| What this task involves |
Which methods does the passage on casting in Java name? List every one.

| Supplied passage |

------

Song aSong = someSongs.get(0);              // type mismatch!!
The return type of the method get() is Object, and the compiler will complain of a type mismatch. Why? Because type of the thing being returned from the get() method is Object and in the final statement, we are saying that it is a Song. In other words, we are claiming that an Object is a Song, which is not, in general, true.

This should help explain the strange-looking method body of getSong() in the class CompactDisc. We know that our ArrayList songs contains only Song objects. A client of our class expects that when they get the i-th song of a CompactDisc, they should receive a Song, not an Object. The problem is that the get() method on ArrayList returns an Object. We are faced with a seemingly impossible situation now -- as implementors of the class CompactDisc, we know that the ArrayList contains only Songs, but the compiler will insist it contains only Objects. How can we make the compiler happy? The answer is to cast the type of the object that is returned by get() to the appropriate type. The pattern for casting is as follows:

(<type-name>)<expression>
A cast is a promise to the compiler that the expression is actually of the stated type. The cast expression does not actually change the type of the value of the expression -- if the type of the expression is not as we promise, an error will be reported at runtime. Let's look at another example:
ArrayList things = new ArrayList();
things.add("Hello");
Song aSong = (Song)things.get(0);      // runtime error!!
The above fragment will compile beautifully, but will fail spectacularly when run. Why? Because we have in essence told a great lie. We have made the claim that the object returned by the get() method is actually a Song, when it really is a String. Since it is not the case that a String is a Song, the program cannot run correctly. Since the compiler cannot, in general, catch errors like these when it compiles your program, checking these kinds of errors must be deferred until the program is actually being run.

Casting is a practice that is subject to terrible abuse, and hence must be used carefully. As we know, Java is very strict about using and abusing types, and does its best to catch abuses of types at compile time. Many beginning programmers use casting to get the compiler to shut up about type errors, only to pay the price when their programs are actually run. When using a cast, ask yourself the question, "Is it really the case that this expression is of this type?" If you cannot answer in the affirmative, then you should not be using a cast.

In the getSong method, we can ask ourselves that question and indeed answer in the affirmative. Why? Because we are the only people who can add things to the ArrayList, and we know (because of the interface of the addSong method), that we'll only ever add Song objects to our collection. Hence, when we access an object in that collection, we know that it must be a Song. Therefore, we may use a cast to make this promise to the compiler, and support the desired interface to the getSong method, namely that it should return an object of type Song, not Object.

Notice that the CompactDisc class is a relatively "thin" class. Its primary job is to maintain a collection of objects (Songs) and provide a client a nice interface for adding and accessing songs as well as getting general information about that collection. It performs these operations by building on pre-existing classes (such as String and ArrayList). The CompactDisc class is an example of a facade class. It provides a client with a clean, uniform interface to a set of sub-objects that together implement some sort of object. We'll see another example of this style of programming in the next section.

------

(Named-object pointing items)
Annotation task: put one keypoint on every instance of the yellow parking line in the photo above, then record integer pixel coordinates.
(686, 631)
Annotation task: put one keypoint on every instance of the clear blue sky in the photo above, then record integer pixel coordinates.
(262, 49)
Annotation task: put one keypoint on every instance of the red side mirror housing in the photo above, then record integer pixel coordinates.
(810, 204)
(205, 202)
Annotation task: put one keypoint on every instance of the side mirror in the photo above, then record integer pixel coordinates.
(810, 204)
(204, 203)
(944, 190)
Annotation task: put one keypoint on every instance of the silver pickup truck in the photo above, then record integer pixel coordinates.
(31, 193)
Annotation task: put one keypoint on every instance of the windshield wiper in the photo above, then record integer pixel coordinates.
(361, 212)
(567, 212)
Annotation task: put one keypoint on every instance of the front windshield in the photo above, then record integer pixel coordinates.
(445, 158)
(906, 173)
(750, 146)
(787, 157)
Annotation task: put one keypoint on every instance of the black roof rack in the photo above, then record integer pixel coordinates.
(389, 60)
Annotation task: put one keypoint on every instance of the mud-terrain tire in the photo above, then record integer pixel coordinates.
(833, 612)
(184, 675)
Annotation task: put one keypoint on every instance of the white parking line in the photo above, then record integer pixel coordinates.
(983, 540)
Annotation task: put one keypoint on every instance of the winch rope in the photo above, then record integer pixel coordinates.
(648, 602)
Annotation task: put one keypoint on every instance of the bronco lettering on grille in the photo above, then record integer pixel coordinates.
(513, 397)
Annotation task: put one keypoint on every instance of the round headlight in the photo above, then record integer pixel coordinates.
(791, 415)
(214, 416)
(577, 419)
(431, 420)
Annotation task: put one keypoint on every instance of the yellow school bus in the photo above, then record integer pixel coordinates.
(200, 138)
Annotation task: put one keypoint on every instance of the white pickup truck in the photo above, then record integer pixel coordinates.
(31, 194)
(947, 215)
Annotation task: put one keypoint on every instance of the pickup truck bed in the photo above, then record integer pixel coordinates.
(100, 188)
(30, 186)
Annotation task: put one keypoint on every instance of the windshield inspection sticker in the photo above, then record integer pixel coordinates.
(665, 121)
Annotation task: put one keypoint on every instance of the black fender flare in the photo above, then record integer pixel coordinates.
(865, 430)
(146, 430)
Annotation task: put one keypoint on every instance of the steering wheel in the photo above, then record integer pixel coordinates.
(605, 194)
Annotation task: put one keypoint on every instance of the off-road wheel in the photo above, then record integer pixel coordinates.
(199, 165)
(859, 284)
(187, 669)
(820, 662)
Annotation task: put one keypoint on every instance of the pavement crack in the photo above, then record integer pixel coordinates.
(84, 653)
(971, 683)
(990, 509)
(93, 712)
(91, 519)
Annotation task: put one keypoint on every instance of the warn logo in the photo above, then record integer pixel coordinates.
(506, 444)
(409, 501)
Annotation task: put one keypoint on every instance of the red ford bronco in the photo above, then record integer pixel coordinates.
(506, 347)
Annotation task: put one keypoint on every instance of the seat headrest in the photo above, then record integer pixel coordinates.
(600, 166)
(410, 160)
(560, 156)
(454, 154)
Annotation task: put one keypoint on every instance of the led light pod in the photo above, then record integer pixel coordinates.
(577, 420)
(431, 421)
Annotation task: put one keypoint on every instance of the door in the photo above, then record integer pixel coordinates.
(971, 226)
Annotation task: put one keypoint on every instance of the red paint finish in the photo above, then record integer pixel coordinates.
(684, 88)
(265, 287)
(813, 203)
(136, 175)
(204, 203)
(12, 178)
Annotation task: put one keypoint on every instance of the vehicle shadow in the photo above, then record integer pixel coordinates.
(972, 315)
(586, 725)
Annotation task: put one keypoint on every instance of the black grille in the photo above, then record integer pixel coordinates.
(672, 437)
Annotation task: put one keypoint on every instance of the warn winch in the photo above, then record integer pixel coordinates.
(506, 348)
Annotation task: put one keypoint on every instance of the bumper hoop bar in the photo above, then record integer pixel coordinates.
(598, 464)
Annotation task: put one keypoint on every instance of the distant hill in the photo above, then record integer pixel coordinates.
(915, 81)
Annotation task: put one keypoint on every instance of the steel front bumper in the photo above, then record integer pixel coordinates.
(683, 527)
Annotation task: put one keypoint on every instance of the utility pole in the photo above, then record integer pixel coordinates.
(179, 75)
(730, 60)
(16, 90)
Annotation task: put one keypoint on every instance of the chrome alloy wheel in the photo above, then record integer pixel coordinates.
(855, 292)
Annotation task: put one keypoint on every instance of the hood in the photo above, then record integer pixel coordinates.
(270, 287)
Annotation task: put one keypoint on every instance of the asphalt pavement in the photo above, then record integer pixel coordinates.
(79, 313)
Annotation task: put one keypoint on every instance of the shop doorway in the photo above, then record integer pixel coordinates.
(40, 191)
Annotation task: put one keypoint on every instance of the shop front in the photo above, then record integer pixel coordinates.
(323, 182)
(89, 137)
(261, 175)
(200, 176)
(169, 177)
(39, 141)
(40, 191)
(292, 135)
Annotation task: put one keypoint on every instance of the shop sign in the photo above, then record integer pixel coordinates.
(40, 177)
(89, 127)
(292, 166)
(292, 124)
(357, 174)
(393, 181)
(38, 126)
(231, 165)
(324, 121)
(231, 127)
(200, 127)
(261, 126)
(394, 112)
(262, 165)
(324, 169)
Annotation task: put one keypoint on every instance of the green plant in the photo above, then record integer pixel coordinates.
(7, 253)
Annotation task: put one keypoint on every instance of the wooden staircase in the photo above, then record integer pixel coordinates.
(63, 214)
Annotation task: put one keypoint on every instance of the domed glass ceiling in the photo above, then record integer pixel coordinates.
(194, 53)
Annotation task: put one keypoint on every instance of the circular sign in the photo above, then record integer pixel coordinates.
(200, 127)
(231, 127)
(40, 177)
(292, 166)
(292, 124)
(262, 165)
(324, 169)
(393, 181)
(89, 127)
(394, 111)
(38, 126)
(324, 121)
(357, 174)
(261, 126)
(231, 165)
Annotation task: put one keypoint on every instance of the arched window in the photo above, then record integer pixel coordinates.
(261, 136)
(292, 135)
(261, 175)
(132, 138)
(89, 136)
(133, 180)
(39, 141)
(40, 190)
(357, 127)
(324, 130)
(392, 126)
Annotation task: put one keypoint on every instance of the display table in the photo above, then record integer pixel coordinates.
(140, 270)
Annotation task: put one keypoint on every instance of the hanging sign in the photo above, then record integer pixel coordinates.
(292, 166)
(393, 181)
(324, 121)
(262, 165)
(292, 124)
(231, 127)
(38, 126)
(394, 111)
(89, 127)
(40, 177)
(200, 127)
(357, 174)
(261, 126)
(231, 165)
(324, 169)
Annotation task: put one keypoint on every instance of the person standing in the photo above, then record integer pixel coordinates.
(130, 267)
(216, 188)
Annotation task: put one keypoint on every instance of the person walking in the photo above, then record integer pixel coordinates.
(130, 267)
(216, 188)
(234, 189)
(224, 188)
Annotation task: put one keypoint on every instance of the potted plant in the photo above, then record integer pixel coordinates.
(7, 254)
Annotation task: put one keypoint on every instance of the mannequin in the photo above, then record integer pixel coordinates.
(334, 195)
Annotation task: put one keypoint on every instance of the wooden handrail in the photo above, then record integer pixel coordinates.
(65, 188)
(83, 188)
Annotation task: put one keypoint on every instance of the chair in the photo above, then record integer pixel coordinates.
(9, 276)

------

| Solution to the exercise |
get(), getSong(), addSong(), add()